## [Exercise requirements]
Repeat the records below verbatim, and do not copy their pictures.

** Source material follows **

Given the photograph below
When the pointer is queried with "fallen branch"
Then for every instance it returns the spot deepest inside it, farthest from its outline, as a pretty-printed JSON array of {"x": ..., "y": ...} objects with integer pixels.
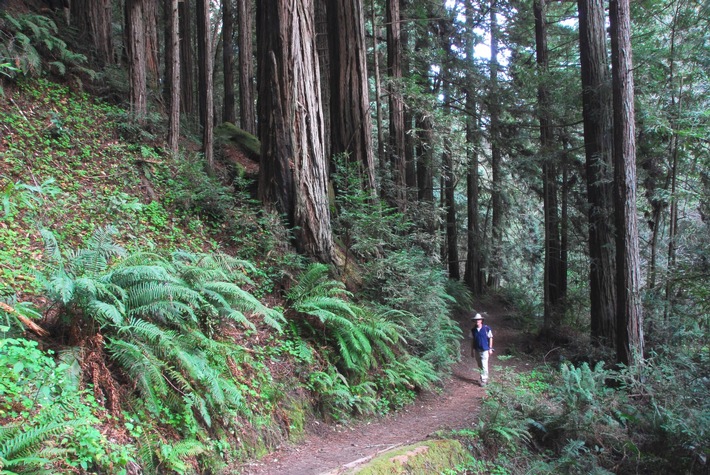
[{"x": 31, "y": 326}]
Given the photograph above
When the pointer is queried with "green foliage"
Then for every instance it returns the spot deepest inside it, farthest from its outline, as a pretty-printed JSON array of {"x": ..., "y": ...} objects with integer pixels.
[
  {"x": 194, "y": 191},
  {"x": 364, "y": 342},
  {"x": 48, "y": 422},
  {"x": 31, "y": 42},
  {"x": 155, "y": 316}
]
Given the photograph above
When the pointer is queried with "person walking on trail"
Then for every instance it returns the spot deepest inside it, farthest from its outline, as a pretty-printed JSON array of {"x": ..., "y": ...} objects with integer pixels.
[{"x": 481, "y": 345}]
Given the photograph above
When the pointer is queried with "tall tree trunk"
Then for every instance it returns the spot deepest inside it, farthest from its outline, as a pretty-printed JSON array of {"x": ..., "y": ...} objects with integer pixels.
[
  {"x": 247, "y": 106},
  {"x": 172, "y": 44},
  {"x": 397, "y": 151},
  {"x": 474, "y": 262},
  {"x": 228, "y": 114},
  {"x": 152, "y": 46},
  {"x": 496, "y": 159},
  {"x": 204, "y": 54},
  {"x": 378, "y": 92},
  {"x": 323, "y": 9},
  {"x": 629, "y": 346},
  {"x": 552, "y": 316},
  {"x": 674, "y": 148},
  {"x": 596, "y": 110},
  {"x": 136, "y": 51},
  {"x": 293, "y": 164},
  {"x": 449, "y": 186},
  {"x": 474, "y": 265},
  {"x": 564, "y": 221},
  {"x": 410, "y": 168},
  {"x": 95, "y": 18},
  {"x": 187, "y": 67},
  {"x": 351, "y": 127}
]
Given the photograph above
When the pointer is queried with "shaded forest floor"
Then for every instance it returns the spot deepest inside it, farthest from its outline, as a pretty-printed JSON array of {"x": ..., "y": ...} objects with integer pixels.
[{"x": 328, "y": 448}]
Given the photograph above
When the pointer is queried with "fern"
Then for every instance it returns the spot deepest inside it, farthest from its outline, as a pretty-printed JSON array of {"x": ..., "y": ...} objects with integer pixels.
[
  {"x": 33, "y": 40},
  {"x": 22, "y": 448}
]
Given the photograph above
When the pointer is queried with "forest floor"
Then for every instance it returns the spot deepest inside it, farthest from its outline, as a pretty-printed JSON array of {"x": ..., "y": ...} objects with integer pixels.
[{"x": 328, "y": 448}]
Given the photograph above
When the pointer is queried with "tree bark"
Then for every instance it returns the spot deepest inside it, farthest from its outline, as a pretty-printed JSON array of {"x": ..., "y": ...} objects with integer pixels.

** End of Source material **

## [Task result]
Given the photograph below
When the pointer is queried with "fallen branch"
Then for every instance it returns the spot deepest inside it, farthest from its outline, as a pretty-printed JSON array of {"x": ..., "y": ...} objects with integer pixels.
[{"x": 31, "y": 326}]
Given the photograph above
When the pointer is queried with "green foliage"
Then for every instance it returns the spot deepest inside it, farthest from its outline, as a pretty-printed JSON array of {"x": ..., "y": ...} objects with integer pixels.
[
  {"x": 194, "y": 191},
  {"x": 364, "y": 342},
  {"x": 48, "y": 422},
  {"x": 31, "y": 42},
  {"x": 155, "y": 316}
]
Given the photograph above
When the pointer is queried with "person walking on trail"
Then for every instance it returns the spot deepest inside it, farthest from its outline, as a pretty-printed JSON array of {"x": ..., "y": ...} objects with integer pixels.
[{"x": 481, "y": 345}]
Given the photograph above
When the pointer is queried with "tall tree trunk"
Then for every instance it returns the spot deepest inside it, farthest from its outline, as a pretty-printed JSON array of {"x": ..., "y": ...} objects with integer pixels.
[
  {"x": 247, "y": 106},
  {"x": 172, "y": 44},
  {"x": 397, "y": 151},
  {"x": 474, "y": 262},
  {"x": 228, "y": 114},
  {"x": 152, "y": 46},
  {"x": 496, "y": 159},
  {"x": 204, "y": 54},
  {"x": 378, "y": 92},
  {"x": 323, "y": 9},
  {"x": 629, "y": 346},
  {"x": 552, "y": 316},
  {"x": 674, "y": 148},
  {"x": 596, "y": 110},
  {"x": 136, "y": 51},
  {"x": 293, "y": 164},
  {"x": 449, "y": 186},
  {"x": 474, "y": 265},
  {"x": 564, "y": 221},
  {"x": 410, "y": 168},
  {"x": 95, "y": 18},
  {"x": 187, "y": 67},
  {"x": 351, "y": 127}
]
Given the photograph above
When the pointer is queried with "shaded forest floor"
Then for every instance it returns the spot deepest inside it, farthest from its outline, as a pretty-printed JSON array of {"x": ..., "y": ...} objects with integer pixels.
[{"x": 328, "y": 448}]
Given the photograph above
When the pointer is queried with "fern"
Then for every instance it returns the spot deepest inside it, farthest from its outline, as a pretty-printed JSON array of {"x": ..., "y": ...} objects with integer pixels.
[
  {"x": 33, "y": 40},
  {"x": 22, "y": 448}
]
Given the photograph above
When the pointer is queried with "forest floor"
Then for every instance it returns the spot deepest inside it, farthest from its outline, as a pretty-printed JSON array of {"x": ..., "y": ...} objects with integer pixels.
[{"x": 328, "y": 448}]
Given the photograph above
When the pointer is queried with "tree bark"
Then for every instance it returns the spot deepest inside it, farthest from its outline, as a pretty-printed JSON array of {"x": ..., "y": ...} objects with integer pixels.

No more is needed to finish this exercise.